▶ Do this:
Substitute "bride" for every occurrence of "groom" in the material below, and reproduce it with everything else unchanged.

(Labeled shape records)
☆ ☆ ☆ ☆

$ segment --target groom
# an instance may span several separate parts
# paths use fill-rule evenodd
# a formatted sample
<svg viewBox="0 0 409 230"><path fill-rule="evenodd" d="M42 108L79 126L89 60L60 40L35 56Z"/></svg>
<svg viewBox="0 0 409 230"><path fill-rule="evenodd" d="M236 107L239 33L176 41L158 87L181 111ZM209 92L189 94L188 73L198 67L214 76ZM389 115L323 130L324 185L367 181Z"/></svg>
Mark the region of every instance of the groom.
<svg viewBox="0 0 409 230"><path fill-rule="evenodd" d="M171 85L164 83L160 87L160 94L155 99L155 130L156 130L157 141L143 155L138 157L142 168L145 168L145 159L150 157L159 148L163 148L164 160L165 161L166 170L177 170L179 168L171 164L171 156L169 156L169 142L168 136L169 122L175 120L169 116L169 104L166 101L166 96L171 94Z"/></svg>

☆ ☆ ☆ ☆

▶ The reply:
$ segment --target bride
# an instance may span several separate parts
# paths use fill-rule evenodd
# a formatted sample
<svg viewBox="0 0 409 230"><path fill-rule="evenodd" d="M42 108L79 126L89 60L60 40L35 56Z"/></svg>
<svg viewBox="0 0 409 230"><path fill-rule="evenodd" d="M236 107L239 33L176 41L158 87L181 111ZM209 92L189 94L188 73L198 67L214 76ZM389 115L323 130L324 185L367 181Z"/></svg>
Mark the region of every instance of the bride.
<svg viewBox="0 0 409 230"><path fill-rule="evenodd" d="M171 85L164 83L160 87L160 94L155 99L155 130L156 130L157 141L143 155L138 157L142 168L145 168L145 159L150 157L159 148L163 148L164 160L165 161L166 170L177 170L179 168L171 164L171 156L169 156L169 142L168 136L169 122L175 120L169 116L169 104L166 101L166 96L171 94Z"/></svg>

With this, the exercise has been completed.